- Record set:

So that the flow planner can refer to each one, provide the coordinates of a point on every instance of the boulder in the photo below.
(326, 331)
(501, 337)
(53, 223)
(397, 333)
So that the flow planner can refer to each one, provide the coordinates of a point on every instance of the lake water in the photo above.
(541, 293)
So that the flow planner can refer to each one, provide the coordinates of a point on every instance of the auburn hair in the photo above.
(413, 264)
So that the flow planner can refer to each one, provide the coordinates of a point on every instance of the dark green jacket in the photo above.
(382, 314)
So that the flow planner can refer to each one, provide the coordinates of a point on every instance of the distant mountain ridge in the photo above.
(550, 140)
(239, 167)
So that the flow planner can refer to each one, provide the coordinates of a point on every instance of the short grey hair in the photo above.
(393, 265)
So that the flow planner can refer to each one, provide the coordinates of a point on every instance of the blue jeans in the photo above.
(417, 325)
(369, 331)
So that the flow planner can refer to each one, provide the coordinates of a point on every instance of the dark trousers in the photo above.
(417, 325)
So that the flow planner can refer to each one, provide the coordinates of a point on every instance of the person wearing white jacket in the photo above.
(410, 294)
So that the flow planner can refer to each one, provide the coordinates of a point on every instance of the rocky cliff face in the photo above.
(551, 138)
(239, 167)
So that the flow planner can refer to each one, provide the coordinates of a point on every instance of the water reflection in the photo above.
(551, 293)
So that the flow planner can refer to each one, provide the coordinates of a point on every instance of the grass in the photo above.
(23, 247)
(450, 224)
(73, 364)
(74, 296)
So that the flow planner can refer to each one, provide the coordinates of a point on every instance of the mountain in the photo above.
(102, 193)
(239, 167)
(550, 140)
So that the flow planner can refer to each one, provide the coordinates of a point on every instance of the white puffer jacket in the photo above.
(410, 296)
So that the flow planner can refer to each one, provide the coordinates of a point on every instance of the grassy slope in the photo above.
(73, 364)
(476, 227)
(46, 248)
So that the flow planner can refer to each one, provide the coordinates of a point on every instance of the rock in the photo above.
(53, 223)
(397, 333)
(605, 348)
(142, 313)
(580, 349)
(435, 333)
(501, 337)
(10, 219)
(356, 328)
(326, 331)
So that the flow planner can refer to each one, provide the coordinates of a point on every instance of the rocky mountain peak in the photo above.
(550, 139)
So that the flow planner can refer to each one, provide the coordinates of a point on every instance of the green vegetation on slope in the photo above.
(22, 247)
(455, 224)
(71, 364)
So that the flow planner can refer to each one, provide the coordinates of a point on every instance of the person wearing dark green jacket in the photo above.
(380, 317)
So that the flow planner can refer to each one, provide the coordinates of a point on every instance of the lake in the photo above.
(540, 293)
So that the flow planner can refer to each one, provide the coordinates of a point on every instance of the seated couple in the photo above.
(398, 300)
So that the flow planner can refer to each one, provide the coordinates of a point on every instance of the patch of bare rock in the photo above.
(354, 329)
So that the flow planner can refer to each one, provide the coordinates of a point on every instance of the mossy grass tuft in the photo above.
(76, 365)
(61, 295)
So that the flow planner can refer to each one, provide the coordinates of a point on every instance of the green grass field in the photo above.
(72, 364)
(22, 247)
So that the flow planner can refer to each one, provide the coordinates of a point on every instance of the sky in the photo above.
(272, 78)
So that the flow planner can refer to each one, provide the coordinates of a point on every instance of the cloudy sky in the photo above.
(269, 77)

- Prompt: What is needed here is the full listing, restated word for word.

- Result of this exercise:
So that the flow planner can refer to each one, provide the coordinates of a point on every instance of the boulder in the photo below.
(326, 331)
(501, 337)
(53, 223)
(397, 333)
So that the flow planner can refer to each one, provide the coordinates of a point on every instance of the lake water in the photo above.
(541, 293)
So that the flow planner can refer to each one, provide the coordinates of a point on every instance of the auburn hair in the photo above.
(413, 264)
So that the flow planner can refer to each one, provide the coordinates of a point on every instance of the dark green jacket in the photo above.
(382, 314)
So that the flow planner can refer to each one, provide the coordinates of a point on every instance of the distant mountain ridge in the photo above.
(550, 140)
(239, 167)
So that the flow planner can refer to each one, provide the coordinates of a point on every instance of the short grey hair in the photo above.
(393, 265)
So that the flow planner can refer to each one, provide the coordinates of a point on every instance of the blue jeans in the photo above.
(417, 325)
(369, 331)
So that the flow planner can refer to each one, provide the coordinates of a point on every instance of the dark trousers in the photo above.
(417, 325)
So that the flow planner can refer to each one, provide the coordinates of a point on every instance of the person wearing white jacket in the photo above.
(410, 294)
So that the flow planner can refer to each one, provide the coordinates of a point on every instance of the rocky cliff face in the photo above.
(551, 138)
(239, 167)
So that the flow planner can refer to each one, provide the coordinates of a point on every instance of the water reflection in the photo above.
(551, 293)
So that the flow planner can refer to each one, provide the coordinates of a point on every instance of the grass in the photo above.
(23, 247)
(450, 224)
(73, 364)
(74, 296)
So that the flow planner can refer to each one, provide the coordinates of a point on every instance of the mountain in the photo above.
(102, 193)
(239, 167)
(550, 140)
So that the flow planner can refer to each one, provide the coordinates of a point on every instance of the white puffer jacket in the photo above.
(410, 296)
So that the flow planner can refer to each one, provide the coordinates of a point on every instance of the grassy slope in the photo above.
(73, 364)
(476, 227)
(46, 248)
So that the flow planner can refer to each one, provide the coordinates of a point on every instance of the rock in the photo above.
(53, 223)
(397, 333)
(605, 348)
(142, 313)
(580, 349)
(435, 333)
(501, 337)
(10, 219)
(356, 328)
(326, 331)
So that the flow planner can refer to each one, provide the coordinates of a point on every instance of the rocky mountain peak in the photo above.
(550, 139)
So that the flow planner can refer to each one, provide the coordinates of a point on every instance of the green vegetation on slope in the photo above.
(22, 247)
(455, 224)
(71, 364)
So that the flow planner can refer to each one, provide the coordinates of a point on every instance of the person wearing dark green jacket in the photo above.
(380, 317)
So that the flow planner can refer to each one, provide the coordinates of a point on every instance of the lake in the photo above.
(540, 293)
So that the flow planner can refer to each one, provide the coordinates of a point on every instance of the seated couple in the photo above.
(398, 300)
So that the flow planner can refer to each one, provide the coordinates of a point on every instance of the patch of bare rock in the photo above.
(354, 329)
So that the flow planner can refer to each one, provide the coordinates of a point on every instance of the mossy grass tuft in the photo above.
(76, 365)
(61, 295)
So that the flow planner can refer to each one, provide the coordinates of a point on every instance of the green grass field in the photo above.
(72, 364)
(22, 247)
So that the flow planner can refer to each one, provide the coordinates of a point on every instance of the sky in the photo above.
(272, 78)
So that the flow planner can refer to each one, provide the coordinates of a point on every instance of the cloudy sky in the photo above.
(269, 77)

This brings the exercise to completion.